_About this exercise_
Could you write out exactly the lines from the one that contains "Return a point for each instance of the black" through the last line of the listing below, both included and nothing more?

[Opening Material shown section]

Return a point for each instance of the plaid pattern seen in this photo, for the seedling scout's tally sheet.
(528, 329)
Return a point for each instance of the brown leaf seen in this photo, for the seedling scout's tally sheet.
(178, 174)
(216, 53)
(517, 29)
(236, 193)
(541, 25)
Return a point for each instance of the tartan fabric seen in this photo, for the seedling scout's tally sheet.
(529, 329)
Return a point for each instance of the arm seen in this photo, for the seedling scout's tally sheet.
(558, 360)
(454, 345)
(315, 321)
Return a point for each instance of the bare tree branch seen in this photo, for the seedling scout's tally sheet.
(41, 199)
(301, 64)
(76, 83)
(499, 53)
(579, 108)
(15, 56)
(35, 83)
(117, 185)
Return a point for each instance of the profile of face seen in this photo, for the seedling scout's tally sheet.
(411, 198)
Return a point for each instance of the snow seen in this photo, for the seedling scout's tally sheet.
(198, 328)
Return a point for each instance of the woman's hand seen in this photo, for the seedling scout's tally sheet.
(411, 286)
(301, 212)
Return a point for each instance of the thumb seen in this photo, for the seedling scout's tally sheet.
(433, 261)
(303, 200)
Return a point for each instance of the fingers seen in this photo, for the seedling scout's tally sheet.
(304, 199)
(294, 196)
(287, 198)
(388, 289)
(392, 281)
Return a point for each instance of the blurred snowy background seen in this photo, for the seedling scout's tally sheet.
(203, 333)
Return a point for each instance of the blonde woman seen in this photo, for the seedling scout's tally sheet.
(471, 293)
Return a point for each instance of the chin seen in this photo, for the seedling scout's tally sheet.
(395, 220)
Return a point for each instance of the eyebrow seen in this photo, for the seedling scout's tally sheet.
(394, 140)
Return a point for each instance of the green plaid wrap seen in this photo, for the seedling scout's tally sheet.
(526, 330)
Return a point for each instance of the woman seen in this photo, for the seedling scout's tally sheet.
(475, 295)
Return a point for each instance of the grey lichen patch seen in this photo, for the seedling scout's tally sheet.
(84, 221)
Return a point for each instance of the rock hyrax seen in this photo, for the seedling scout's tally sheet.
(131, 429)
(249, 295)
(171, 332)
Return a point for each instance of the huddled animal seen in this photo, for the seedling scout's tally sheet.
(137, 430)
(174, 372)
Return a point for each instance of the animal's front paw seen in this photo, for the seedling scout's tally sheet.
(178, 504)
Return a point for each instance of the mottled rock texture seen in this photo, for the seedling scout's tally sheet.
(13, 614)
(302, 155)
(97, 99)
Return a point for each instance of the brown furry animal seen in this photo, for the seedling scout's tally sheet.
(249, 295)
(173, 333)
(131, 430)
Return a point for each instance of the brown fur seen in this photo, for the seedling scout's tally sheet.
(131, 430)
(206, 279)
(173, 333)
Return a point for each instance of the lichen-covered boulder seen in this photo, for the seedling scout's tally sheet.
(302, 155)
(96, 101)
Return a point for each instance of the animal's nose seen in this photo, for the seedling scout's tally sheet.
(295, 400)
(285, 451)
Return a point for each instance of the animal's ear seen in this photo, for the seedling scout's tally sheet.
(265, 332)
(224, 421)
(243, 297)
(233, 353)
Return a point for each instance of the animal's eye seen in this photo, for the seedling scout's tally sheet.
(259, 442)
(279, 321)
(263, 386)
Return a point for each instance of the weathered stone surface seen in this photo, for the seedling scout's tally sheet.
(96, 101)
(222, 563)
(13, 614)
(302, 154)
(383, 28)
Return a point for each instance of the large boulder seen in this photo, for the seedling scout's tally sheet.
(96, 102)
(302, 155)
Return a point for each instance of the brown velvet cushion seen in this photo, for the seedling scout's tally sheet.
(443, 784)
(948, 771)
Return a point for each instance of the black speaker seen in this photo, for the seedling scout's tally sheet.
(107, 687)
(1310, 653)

[Closing Material shown section]

_Result of the exercise_
Return a point for each instance of the black speaker seen in this photo, for the seedling scout's tally sheet.
(107, 687)
(1310, 653)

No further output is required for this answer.